* Problem
Could you echo every line of the listing below word for word, leaving the pictures out of your answer?

** start Items **

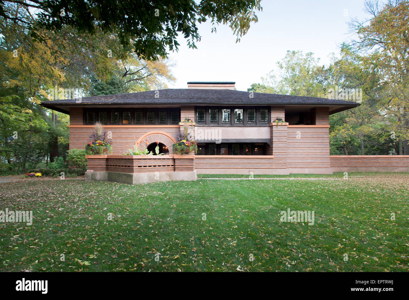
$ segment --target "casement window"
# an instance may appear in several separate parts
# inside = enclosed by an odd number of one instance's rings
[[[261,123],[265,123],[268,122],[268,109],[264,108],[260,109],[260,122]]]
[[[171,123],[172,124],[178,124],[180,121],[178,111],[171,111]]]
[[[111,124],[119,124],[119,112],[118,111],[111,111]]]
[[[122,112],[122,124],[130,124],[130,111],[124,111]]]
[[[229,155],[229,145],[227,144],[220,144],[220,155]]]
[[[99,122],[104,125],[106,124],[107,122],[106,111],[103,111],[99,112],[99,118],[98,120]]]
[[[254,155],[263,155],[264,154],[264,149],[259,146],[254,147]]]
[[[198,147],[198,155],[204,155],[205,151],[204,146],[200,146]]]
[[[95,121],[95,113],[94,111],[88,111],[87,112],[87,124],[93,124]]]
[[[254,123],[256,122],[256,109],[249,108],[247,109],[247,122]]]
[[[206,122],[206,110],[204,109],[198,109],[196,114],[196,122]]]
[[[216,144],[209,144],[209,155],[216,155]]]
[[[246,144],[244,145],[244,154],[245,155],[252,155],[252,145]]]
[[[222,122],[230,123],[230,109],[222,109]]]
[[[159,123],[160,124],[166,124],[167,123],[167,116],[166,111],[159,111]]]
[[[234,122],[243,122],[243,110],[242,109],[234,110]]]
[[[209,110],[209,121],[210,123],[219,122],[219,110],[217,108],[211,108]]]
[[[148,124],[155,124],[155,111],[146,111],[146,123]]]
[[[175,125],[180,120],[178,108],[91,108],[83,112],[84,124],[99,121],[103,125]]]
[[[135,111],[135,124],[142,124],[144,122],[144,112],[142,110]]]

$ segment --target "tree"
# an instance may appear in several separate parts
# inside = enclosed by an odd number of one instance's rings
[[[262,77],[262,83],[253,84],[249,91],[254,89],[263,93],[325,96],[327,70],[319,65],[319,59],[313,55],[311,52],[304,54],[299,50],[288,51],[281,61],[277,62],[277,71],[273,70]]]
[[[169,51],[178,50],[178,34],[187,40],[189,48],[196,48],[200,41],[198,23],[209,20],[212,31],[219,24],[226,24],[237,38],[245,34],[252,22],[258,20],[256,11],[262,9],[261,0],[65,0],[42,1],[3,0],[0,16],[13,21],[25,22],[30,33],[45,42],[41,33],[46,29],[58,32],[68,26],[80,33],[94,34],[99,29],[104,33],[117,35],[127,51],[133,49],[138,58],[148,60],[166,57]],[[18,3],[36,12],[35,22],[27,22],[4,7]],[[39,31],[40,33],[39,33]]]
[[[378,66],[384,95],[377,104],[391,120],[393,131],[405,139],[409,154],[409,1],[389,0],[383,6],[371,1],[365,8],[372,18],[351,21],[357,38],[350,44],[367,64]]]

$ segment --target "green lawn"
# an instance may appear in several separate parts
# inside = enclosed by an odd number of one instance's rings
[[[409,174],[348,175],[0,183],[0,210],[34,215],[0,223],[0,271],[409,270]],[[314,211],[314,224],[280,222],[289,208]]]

** end Items **

* Solution for this problem
$ segment --target "casement window"
# an instance may appear in several separate parts
# inside = enclosed by an odd number of one instance's rings
[[[261,123],[265,123],[268,122],[268,109],[264,108],[260,109],[260,122]]]
[[[171,123],[172,124],[178,124],[180,121],[178,111],[171,111]]]
[[[111,124],[119,124],[119,112],[118,111],[111,111]]]
[[[122,112],[122,124],[130,124],[130,111],[124,111]]]
[[[229,155],[229,145],[227,144],[220,144],[220,155]]]
[[[99,122],[104,125],[106,124],[107,122],[106,111],[103,111],[99,112],[99,118],[98,120]]]
[[[254,155],[263,155],[264,154],[264,149],[259,146],[254,147]]]
[[[198,147],[198,155],[204,155],[205,151],[204,146],[200,146]]]
[[[95,121],[95,113],[94,111],[88,111],[87,112],[87,124],[93,124]]]
[[[254,123],[256,122],[256,109],[249,108],[247,109],[247,122]]]
[[[206,122],[206,110],[204,109],[198,109],[196,114],[196,122]]]
[[[216,144],[209,144],[209,155],[216,155]]]
[[[246,144],[244,145],[244,154],[245,155],[252,155],[252,145]]]
[[[222,122],[230,123],[230,109],[222,109]]]
[[[159,123],[160,124],[166,124],[167,123],[167,116],[166,111],[159,111]]]
[[[234,122],[243,122],[243,110],[242,109],[234,110]]]
[[[209,110],[209,121],[210,123],[219,122],[219,110],[217,108],[211,108]]]
[[[148,124],[155,124],[155,111],[146,111],[146,123]]]
[[[175,125],[180,120],[178,108],[91,108],[83,112],[84,124],[99,121],[103,125]]]
[[[135,111],[135,124],[142,124],[144,122],[144,112],[142,110]]]

$ segment --target "tree"
# an instance may appear in several separate parts
# inside = enclosed by an odd number of one instance's rings
[[[262,77],[262,83],[253,84],[249,91],[254,89],[263,93],[325,96],[327,70],[319,65],[319,59],[313,55],[311,52],[304,54],[299,50],[288,51],[281,61],[277,62],[277,71],[273,70]]]
[[[169,51],[178,50],[178,34],[187,40],[189,48],[196,48],[200,41],[198,23],[209,20],[212,31],[219,24],[226,24],[237,38],[245,34],[252,22],[258,20],[256,11],[262,9],[261,0],[65,0],[42,1],[3,0],[0,16],[13,21],[25,22],[30,33],[45,42],[41,33],[46,29],[58,32],[68,26],[80,33],[94,34],[99,29],[104,33],[117,35],[127,51],[133,49],[138,58],[148,60],[166,57]],[[18,3],[36,12],[35,22],[27,22],[4,7]],[[39,31],[40,33],[39,33]]]
[[[378,66],[384,95],[377,104],[391,120],[393,131],[405,139],[409,154],[409,1],[389,0],[383,6],[371,1],[365,8],[372,18],[351,21],[357,38],[350,44],[367,64]]]

$ segment --target "green lawn"
# an instance may appear in several separate parts
# inside = enclosed by an odd number of one instance's rings
[[[409,174],[348,175],[0,183],[0,210],[34,215],[0,223],[0,271],[409,270]],[[314,211],[314,224],[280,222],[289,208]]]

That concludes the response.